Do this
Put the entries below, from the first one through the line containing "x=32, y=127", inclusive, into a two-column CSV with the headers instruction and marked_points. Give one row per entry, with the entry's text in the first column and its answer in the second, each in a single quoted field with line breaks replaced by spaces.
※ ※ ※
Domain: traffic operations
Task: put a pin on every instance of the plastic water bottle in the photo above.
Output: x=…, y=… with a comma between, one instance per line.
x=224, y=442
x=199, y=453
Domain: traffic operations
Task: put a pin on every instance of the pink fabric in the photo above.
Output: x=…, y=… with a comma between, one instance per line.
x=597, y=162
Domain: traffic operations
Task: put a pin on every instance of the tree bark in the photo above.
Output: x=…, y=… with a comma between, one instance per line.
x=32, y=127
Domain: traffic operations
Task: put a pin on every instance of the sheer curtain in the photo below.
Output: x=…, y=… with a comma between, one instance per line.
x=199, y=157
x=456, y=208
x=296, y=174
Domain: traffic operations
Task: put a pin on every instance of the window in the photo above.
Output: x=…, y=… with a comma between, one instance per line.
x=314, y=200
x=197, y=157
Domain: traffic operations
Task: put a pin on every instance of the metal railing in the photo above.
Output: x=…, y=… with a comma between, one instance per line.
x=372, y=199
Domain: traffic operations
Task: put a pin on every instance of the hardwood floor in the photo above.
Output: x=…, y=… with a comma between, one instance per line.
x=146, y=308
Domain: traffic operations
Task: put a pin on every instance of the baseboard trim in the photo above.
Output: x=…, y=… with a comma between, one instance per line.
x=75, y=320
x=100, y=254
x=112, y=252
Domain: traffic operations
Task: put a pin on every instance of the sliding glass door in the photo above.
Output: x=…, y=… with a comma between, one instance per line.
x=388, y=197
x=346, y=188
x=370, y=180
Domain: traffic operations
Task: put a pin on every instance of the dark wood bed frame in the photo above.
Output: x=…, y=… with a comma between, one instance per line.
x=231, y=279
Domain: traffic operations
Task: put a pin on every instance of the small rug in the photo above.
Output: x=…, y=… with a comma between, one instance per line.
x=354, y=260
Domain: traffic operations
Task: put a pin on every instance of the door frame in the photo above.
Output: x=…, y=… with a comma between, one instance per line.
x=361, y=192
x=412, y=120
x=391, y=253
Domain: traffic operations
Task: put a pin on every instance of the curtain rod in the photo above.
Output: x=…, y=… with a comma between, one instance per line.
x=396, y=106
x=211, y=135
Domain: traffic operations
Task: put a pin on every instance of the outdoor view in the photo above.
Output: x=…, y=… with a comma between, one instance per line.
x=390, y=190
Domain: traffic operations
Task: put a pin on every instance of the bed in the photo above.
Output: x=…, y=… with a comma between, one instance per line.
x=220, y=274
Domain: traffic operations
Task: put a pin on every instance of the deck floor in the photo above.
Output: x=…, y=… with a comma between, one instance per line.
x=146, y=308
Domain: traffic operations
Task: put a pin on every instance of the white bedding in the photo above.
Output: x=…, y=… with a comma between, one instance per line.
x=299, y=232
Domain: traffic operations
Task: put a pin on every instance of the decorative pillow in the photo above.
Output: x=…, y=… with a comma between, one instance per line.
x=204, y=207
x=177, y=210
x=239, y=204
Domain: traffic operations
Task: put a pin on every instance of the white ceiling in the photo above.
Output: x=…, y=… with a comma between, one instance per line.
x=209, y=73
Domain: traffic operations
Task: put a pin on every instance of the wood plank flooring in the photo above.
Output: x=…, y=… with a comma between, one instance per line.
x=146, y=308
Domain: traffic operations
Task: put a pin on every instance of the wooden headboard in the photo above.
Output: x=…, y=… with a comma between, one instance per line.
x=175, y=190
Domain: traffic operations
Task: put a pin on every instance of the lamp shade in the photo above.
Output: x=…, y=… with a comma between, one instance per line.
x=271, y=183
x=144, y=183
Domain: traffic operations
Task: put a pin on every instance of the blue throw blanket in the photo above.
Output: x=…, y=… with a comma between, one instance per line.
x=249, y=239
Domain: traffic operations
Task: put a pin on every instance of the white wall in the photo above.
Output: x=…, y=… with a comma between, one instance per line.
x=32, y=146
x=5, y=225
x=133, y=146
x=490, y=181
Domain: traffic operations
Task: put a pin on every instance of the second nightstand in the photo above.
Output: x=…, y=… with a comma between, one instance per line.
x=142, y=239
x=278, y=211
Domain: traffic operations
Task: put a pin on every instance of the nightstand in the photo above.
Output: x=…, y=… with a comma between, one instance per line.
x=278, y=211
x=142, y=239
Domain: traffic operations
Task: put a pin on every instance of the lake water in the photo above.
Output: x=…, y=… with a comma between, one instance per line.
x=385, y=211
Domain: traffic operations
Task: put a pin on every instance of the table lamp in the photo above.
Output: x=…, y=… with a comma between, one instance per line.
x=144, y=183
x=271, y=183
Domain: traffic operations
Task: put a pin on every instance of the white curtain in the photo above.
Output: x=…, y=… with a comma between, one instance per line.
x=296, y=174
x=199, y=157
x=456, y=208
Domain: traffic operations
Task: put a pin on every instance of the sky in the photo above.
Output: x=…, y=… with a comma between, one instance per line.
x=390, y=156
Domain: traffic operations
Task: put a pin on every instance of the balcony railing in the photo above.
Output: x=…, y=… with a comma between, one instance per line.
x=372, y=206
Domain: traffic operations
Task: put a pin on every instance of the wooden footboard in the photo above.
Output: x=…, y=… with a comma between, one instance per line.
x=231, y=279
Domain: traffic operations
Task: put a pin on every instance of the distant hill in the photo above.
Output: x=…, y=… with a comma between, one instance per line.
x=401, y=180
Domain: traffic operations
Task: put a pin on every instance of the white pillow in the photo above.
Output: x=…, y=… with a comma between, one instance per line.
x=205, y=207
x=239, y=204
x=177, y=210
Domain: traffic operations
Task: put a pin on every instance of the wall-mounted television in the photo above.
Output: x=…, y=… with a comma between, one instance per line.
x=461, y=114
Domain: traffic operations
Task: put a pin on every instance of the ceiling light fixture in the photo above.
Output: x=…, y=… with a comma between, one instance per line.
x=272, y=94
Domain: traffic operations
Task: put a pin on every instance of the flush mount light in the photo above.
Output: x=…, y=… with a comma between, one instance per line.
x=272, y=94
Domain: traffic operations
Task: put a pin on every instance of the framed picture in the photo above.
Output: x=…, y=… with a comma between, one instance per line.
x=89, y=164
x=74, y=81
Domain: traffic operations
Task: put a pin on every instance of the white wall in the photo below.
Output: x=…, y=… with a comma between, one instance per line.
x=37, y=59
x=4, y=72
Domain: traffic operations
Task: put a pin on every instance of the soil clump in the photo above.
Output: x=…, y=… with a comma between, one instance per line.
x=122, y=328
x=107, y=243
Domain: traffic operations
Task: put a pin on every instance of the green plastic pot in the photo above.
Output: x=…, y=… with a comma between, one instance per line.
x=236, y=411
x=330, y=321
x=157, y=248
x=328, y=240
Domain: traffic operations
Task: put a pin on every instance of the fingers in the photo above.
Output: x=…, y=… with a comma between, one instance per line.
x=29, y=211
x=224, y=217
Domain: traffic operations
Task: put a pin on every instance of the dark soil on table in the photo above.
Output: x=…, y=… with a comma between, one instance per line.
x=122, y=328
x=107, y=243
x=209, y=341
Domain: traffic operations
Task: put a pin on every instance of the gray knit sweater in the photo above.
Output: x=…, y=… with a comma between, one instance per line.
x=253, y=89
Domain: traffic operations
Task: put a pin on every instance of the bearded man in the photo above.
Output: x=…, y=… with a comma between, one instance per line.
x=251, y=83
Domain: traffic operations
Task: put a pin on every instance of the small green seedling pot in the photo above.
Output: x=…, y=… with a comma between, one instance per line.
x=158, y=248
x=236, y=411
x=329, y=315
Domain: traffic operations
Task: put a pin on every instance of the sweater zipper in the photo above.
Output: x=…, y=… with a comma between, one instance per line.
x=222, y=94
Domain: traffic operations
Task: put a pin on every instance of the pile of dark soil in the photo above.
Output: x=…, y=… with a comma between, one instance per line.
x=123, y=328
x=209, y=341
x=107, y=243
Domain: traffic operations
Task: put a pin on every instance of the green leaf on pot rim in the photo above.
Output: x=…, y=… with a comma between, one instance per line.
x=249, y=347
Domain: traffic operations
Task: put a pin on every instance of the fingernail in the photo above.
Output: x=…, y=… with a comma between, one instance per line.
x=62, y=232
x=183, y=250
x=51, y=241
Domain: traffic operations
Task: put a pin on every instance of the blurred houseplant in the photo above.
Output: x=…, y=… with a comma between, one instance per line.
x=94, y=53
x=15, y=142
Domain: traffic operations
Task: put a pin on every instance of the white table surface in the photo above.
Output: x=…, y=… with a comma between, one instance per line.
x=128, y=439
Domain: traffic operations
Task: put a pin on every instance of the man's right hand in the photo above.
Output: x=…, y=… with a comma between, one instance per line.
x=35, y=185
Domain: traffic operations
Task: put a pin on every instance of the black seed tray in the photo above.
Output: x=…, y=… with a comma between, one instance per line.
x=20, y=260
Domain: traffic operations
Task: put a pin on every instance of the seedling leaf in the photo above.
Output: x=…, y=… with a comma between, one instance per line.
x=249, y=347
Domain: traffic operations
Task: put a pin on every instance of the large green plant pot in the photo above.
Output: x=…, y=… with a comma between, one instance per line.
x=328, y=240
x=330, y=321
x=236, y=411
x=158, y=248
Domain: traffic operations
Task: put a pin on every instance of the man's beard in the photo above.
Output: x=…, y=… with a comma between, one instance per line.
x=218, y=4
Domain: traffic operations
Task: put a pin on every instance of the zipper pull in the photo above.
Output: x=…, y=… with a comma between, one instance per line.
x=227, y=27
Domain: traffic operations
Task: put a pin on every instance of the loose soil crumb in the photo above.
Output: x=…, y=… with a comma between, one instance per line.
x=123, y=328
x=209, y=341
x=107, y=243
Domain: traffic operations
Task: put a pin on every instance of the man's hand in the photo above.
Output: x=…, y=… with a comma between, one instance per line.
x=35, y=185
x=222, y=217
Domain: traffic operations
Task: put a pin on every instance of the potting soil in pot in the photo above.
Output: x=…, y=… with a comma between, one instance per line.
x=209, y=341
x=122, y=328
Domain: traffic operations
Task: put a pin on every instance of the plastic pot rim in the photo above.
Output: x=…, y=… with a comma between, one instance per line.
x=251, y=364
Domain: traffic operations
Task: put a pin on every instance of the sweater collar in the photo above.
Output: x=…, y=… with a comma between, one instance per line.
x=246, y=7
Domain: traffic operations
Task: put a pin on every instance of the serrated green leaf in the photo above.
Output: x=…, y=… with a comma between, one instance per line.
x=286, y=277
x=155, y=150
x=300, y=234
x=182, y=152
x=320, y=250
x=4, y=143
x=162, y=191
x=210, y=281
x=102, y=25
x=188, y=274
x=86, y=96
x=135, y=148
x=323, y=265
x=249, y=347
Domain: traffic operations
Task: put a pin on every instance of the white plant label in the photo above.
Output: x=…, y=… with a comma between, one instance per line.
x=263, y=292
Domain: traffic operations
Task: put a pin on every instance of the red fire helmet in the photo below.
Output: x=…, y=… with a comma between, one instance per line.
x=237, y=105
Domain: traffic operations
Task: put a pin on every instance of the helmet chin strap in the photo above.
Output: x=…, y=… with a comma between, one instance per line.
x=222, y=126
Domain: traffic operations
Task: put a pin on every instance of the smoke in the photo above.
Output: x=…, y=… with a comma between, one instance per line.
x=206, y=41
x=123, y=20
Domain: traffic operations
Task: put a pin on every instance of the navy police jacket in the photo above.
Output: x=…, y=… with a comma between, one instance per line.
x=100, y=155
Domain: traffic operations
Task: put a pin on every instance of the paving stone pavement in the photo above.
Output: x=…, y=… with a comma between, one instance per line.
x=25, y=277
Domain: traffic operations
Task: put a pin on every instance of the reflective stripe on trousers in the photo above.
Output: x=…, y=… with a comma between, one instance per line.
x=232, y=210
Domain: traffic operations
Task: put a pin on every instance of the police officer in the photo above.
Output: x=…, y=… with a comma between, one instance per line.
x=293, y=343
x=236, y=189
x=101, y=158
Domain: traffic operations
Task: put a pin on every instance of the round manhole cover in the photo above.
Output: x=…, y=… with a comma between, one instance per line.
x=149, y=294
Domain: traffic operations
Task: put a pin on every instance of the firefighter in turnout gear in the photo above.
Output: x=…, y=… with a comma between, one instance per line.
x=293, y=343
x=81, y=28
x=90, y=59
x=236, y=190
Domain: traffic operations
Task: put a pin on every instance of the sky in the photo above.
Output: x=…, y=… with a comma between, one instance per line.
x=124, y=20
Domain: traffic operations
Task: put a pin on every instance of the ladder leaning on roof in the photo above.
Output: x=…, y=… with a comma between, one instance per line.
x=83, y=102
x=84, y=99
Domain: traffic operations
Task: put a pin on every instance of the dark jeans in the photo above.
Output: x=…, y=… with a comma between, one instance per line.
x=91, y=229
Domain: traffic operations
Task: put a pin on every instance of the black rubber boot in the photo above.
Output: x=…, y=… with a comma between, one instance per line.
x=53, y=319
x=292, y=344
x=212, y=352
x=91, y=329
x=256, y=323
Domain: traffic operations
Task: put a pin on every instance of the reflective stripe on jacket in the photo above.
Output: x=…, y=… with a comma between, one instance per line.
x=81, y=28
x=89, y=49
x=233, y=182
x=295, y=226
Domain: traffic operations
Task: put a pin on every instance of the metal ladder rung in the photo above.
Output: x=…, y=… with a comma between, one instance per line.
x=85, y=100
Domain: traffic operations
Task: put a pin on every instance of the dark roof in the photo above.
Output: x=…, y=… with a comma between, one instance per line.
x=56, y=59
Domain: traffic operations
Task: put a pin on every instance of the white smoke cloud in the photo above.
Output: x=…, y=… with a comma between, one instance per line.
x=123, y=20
※ ※ ※
Exercise result
instruction,marked_points
"Domain: traffic operations Task: put a pin on every instance of the plastic water bottle in the photo above. Output: x=…, y=… with a comma between, one instance per line.","x=224, y=442 x=199, y=453"
"Domain: traffic operations Task: put a pin on every instance of the pink fabric in the photo above. Output: x=…, y=… with a comma between, one instance per line.","x=597, y=162"
"Domain: traffic operations Task: put a pin on every instance of the tree bark in the photo above. Output: x=…, y=… with a comma between, one instance per line.","x=32, y=127"